Records from a data source
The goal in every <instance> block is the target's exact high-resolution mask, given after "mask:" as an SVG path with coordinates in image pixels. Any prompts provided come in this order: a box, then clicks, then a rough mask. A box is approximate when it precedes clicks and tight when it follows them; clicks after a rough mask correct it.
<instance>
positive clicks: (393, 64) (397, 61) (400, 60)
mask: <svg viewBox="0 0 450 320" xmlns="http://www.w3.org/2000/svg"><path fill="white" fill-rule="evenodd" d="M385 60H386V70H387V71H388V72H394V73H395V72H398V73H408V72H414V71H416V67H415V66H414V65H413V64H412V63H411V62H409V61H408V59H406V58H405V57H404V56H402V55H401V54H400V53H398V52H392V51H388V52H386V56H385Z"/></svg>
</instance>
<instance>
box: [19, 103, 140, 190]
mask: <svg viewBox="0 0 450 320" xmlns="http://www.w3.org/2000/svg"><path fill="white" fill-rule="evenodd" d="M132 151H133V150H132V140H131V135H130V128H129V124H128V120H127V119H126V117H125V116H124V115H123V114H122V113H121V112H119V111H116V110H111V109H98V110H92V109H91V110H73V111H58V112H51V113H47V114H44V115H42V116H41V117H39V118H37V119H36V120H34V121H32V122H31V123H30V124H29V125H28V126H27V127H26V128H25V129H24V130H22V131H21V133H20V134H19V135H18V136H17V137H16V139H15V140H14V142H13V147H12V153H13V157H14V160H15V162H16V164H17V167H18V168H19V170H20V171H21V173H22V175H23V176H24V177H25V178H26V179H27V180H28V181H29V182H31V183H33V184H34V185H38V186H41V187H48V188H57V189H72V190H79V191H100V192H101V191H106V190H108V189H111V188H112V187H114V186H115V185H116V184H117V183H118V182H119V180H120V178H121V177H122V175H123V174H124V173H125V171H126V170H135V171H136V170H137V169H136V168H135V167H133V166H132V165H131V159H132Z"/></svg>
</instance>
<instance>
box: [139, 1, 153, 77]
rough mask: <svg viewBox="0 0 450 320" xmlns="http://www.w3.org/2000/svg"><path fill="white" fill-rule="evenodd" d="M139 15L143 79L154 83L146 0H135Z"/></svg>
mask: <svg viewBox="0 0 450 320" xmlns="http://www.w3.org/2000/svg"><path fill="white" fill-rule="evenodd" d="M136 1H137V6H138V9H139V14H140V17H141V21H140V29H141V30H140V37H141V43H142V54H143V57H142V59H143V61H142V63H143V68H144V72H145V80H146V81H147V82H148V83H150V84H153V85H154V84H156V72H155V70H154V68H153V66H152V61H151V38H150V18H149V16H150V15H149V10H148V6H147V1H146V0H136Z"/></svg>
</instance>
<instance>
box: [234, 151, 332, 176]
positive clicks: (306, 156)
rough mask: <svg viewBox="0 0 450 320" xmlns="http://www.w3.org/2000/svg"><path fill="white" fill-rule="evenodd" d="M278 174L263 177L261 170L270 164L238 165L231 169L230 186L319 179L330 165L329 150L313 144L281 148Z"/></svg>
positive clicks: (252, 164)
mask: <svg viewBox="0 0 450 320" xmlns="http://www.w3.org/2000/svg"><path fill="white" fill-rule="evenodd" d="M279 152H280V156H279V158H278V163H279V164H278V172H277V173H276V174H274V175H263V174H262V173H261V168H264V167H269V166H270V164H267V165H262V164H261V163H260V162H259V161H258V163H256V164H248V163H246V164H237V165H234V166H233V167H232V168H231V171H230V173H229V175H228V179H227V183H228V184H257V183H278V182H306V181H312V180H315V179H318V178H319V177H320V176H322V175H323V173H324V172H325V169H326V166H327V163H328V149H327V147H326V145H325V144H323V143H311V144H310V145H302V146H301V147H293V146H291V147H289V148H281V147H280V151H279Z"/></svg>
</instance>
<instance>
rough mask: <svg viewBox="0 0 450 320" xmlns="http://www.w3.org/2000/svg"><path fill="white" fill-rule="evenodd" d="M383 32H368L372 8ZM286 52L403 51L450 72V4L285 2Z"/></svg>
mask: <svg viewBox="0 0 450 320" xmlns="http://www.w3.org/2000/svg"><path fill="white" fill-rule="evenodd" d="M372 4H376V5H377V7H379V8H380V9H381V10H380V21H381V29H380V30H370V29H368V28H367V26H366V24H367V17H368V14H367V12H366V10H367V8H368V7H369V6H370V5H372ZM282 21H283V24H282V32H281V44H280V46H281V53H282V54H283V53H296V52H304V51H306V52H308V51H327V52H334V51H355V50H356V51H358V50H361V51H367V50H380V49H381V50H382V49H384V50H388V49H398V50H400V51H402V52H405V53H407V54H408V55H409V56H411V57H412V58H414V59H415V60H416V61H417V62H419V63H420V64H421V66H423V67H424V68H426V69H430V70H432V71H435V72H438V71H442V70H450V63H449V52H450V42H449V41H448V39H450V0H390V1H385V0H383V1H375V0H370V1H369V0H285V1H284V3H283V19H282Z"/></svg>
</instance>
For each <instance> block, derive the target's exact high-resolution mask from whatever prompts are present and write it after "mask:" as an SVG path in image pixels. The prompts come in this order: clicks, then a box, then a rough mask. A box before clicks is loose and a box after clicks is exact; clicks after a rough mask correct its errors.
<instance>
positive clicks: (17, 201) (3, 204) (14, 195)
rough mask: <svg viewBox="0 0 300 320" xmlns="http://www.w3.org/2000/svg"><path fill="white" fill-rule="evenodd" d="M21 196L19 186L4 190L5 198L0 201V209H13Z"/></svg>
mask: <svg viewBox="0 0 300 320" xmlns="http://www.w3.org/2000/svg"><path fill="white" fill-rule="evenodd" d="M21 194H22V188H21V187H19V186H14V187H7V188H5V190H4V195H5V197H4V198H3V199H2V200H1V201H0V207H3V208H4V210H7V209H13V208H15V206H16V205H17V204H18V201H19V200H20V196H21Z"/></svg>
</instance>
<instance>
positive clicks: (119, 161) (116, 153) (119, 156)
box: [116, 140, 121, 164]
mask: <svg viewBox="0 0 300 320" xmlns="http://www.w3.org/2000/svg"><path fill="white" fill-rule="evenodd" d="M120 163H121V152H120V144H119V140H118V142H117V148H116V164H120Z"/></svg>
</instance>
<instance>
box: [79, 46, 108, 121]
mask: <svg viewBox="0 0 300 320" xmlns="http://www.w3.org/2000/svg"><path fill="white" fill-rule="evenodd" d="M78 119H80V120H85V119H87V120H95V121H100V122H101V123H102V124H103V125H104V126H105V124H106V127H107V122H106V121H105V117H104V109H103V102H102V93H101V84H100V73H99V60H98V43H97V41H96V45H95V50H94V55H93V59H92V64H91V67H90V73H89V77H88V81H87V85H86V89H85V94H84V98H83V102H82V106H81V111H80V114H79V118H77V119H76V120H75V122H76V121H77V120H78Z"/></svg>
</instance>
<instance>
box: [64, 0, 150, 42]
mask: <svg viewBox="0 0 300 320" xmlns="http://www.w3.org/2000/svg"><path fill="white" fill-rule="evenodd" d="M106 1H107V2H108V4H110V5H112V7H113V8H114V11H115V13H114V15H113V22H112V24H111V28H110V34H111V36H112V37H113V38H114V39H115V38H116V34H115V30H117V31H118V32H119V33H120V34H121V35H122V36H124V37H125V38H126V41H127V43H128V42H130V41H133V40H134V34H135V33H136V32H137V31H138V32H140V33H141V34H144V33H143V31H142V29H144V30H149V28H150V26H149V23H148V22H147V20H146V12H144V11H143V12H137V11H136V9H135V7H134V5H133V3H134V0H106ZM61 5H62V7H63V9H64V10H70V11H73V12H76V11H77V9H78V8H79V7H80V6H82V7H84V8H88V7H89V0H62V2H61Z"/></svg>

- EXERCISE
Gather all lines of the records that include the word "order".

- REPLY
The goal in every <instance> block is the target's exact high-resolution mask, given after "mask:" as an SVG path with coordinates in image pixels. Any prompts provided come in this order: a box, then clicks, then a rough mask. A box is approximate when it precedes clicks and tight when it follows them; clicks after a rough mask correct it.
For each <instance> block, derive the target's exact high-resolution mask from whatever prompts are present and write it after "mask:" as an SVG path in image pixels. The prompts come in this order: clicks, then a box, then a rough mask. A box before clicks is loose and a box after clicks is exact; clicks after a rough mask correct its errors.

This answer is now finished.